Vítor Batista

Vítor Batista

Interioridade #4: áreas protegidas nacionais em (co)gestão, embora numa (di)gestão propensa de co(n)gestão.

O modelo de gestão (co-gestão) das áreas protegidas já chegou aos parques naturais do nordeste transmontano, o  pioneiro foi o Parque Natural do Douro Internacional.

Uma área protegida, hoje mais que nunca, é um dos activos mais promissores, sobretudo se estivermos a falar de territórios com economias mais deprimidas. É um dos poucos activos que, numa governação e abordagem de gestão acertada e assertiva, é capaz de alavancar um território em torno de uma acção de marketing territorial promotor de uma marca, de uma imagem e de uma identidade própria, sustentada na riqueza endógena gerada pela Natureza e pelas Pessoas. O marketing territorial é hoje um emergente factor-chave para o desenvolvimento sustentável dos territórios e, por isso mesmo, qualquer estratégia de valorização do território, deve “plantar-se” bem estruturada para que nasça como se pretende, porque  “o que torto nasce, tarde ou nunca se endireita”.  

Desde 2007, que as áreas protegidas nacionais estão dadas ao abandono, cuja responsabilidade de gestão é do actual Instituto da Conservação da Natureza e Florestas, conforme o estipulado no n.º 1 do artigo 13.º do RJCNB (Regime Jurídico da Conservação da Natureza e dai Biodiversidade[1]), onde diz que “a gestão das áreas protegidas de âmbito nacional compete à autoridade nacional”. Por isso, era urgente repensar uma resposta para gerir, valorizar e valorar estes activos tão valiosos, mas numa solução séria e ampla para evitar amargos de boca e sensações “tiririca” (“pior que está, não fica!”) em todas as partes interessadas (stakeholders), principalmente os stakeholders locais, na hora de aceitarem, assinarem, e sobretudo, na hora de assimilarem o futuro a curto-médio-longo prazo.

▶ _Dados fornecidos_:

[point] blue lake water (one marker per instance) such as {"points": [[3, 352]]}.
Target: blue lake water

▶ _Exercícios_:
a) No texto sobre as áreas protegidas, que três verbos indicam o que era urgente encontrar uma resposta para fazer com esses activos?
b) Prossiga o texto sobre as áreas protegidas a partir da última frase apresentada.

▶ _Respostas_:
a) Gerir, valorizar e valorar.

b)
Depois do Parque Natural da Serra de São Mamede, a 3 de Julho de 2020, chegou a vez do Parque Natural do Douro Internacional (PNDI) receber a “prenda” atrasada do seu 22º aniversário (11 de Maio), embrulhado no Decreto-Lei n.º 116/2019, de 21 de agosto, que define o “modelo de cogestão das áreas protegidas”. Numa analogia de bolo-rei (pré-ASAE), trata-se do “brinde”, para alguns, e da “fava” para muitos, mesmo para as próprias autarquias signatárias, que em modo de desconfiança se posicionam em jeito de terem “um olho no peixe, outro no gato”. O Parque Natural de Montesinho e o Parque Natural do Alvão deverão ser os próximos presenteados!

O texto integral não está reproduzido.